[Document extract]
Categories
Open Source Web Development

Snoopy’s Relative Redirect Bug

Snoopy is a PHP class that automates many common web browsing functions making it easier to fetch and navigate the web using PHP. It’s pretty handy. I found an interesting bug recently and diagnosed it this afternoon.

If you navigate to a 301 or 302 redirect in a subdirectory you can get something like this:

HTTP/1.1 302
Date: Sat, 13 Oct 2007 20:26:46 GMT
Server: Apache/1.3.33 (Unix)
Location: destination.xml
Transfer-Encoding: chunked
Content-Type: text/html; charset=utf-8

The key thing to pay attention to here is Location: destination.xml. Say your initial request was to:

http://somesite.tld/directory/request.xml

Our next request based on the redirect should be to:

http://somesite.tld/directory/desination.xml

Instead what Snoopy is doing is appending to the hostname, resulting in an incorrect request:

http://somesite.tld/request.xml

This is correct in cases where the first character of a redirect location contains a “/”. In this case it does not, which makes it incorrect. The following patch I wrote corrects this behavior. As far as I can tell (I haven’t read every word of the spec, but many chunks over the years) the HTTP 1.1 specs RFC 2616 only dictate that URI be provided, it doesn’t seem to require full URL’s. See comments for follow up discussion on the specs. My conclusion is that it’s best practice but not required to use absolute URI’s). I wouldn’t call this a very common practice, but it does exist in the wild.

[Dataset records]
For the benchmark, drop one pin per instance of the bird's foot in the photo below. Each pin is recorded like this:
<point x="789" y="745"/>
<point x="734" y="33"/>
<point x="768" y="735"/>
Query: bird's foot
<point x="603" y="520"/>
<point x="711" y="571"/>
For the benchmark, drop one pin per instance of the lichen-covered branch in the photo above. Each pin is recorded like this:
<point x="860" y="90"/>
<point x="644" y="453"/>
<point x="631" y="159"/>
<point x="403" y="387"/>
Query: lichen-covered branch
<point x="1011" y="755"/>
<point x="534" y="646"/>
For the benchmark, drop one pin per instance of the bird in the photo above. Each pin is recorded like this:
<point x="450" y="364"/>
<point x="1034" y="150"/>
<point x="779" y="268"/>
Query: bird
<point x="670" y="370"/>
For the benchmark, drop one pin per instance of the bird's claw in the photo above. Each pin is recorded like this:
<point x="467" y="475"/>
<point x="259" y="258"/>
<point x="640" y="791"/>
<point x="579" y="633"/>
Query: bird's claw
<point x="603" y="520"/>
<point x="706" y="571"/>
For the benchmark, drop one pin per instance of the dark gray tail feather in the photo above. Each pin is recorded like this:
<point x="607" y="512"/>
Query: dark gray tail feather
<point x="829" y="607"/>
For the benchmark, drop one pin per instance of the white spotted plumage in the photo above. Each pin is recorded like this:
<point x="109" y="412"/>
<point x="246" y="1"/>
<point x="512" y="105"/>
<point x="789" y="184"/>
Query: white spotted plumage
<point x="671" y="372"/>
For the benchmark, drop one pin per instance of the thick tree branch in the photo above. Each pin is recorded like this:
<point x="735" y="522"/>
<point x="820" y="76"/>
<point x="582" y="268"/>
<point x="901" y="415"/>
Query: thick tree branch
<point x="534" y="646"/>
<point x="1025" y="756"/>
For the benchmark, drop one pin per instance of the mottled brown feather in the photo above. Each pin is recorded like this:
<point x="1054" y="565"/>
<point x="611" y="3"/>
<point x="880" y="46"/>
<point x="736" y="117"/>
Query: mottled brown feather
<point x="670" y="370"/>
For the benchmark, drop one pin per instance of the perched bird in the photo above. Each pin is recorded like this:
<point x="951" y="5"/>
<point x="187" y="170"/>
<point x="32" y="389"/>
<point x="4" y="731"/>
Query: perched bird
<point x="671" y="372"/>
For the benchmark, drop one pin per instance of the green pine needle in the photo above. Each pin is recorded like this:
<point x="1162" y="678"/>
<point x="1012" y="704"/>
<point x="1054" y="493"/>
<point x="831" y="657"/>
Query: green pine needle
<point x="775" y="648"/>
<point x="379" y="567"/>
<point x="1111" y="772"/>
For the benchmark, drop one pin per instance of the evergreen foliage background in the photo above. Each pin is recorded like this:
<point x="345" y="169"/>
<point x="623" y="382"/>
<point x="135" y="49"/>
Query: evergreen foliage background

[Work task] Write out the passage of the Snoopy redirect text above, starting with "http://somesite.tld/directory/request.xml" and going on through "in the wild.".

[Solution for this problem]
http://somesite.tld/directory/request.xml

Our next request based on the redirect should be to:

http://somesite.tld/directory/desination.xml

Instead what Snoopy is doing is appending to the hostname, resulting in an incorrect request:

http://somesite.tld/request.xml

This is correct in cases where the first character of a redirect location contains a “/”. In this case it does not, which makes it incorrect. The following patch I wrote corrects this behavior. As far as I can tell (I haven’t read every word of the spec, but many chunks over the years) the HTTP 1.1 specs RFC 2616 only dictate that URI be provided, it doesn’t seem to require full URL’s. See comments for follow up discussion on the specs. My conclusion is that it’s best practice but not required to use absolute URI’s). I wouldn’t call this a very common practice, but it does exist in the wild.